*Exercise*: Please pick out each line in the items below that contains the string "blue", and copy those lines in full.

*Data extract*:
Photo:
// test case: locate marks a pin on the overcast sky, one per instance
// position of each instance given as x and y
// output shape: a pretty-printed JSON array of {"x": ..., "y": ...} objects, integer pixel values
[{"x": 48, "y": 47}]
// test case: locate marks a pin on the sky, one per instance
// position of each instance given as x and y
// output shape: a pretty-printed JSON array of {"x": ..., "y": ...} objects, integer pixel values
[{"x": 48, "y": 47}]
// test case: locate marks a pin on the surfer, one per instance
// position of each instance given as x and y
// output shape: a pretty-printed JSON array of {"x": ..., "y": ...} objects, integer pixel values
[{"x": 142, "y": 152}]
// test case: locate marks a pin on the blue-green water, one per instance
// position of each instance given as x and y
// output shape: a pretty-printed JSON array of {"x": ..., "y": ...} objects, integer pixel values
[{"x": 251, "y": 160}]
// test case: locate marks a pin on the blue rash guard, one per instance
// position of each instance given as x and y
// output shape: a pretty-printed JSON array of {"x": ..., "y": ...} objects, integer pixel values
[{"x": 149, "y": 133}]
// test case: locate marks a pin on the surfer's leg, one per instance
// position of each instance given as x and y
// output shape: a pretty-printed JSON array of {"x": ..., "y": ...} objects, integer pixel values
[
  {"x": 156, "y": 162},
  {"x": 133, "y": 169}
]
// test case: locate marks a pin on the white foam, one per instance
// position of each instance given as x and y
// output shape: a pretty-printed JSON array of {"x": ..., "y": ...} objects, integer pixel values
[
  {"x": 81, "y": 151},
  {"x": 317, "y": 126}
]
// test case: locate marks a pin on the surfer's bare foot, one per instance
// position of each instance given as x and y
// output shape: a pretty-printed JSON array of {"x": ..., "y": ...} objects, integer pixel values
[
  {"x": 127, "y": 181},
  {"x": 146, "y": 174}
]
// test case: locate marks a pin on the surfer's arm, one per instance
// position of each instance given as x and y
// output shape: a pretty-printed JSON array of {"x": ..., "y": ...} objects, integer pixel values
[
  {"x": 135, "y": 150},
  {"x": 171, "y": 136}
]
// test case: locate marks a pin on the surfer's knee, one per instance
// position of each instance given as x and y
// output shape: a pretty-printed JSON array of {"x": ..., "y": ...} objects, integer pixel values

--

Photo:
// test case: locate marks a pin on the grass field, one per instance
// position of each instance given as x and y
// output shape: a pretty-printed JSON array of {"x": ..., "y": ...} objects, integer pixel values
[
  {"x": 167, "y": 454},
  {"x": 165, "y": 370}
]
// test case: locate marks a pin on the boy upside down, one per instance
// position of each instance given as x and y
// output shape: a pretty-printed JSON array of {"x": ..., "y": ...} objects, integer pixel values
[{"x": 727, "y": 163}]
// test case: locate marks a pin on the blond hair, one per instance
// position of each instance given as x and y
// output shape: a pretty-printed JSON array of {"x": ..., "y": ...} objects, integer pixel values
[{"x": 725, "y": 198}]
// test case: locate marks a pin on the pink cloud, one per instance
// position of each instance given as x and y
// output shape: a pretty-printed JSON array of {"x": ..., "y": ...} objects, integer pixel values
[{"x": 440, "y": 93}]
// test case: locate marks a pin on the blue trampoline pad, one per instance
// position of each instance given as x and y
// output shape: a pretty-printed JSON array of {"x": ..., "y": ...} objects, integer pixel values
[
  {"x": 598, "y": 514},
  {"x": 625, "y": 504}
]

*Response*:
// test case: locate marks a pin on the blue-green water, one per instance
// test case: locate marks a pin on the blue rash guard, one per instance
// test case: locate marks a pin on the blue trampoline pad, one per instance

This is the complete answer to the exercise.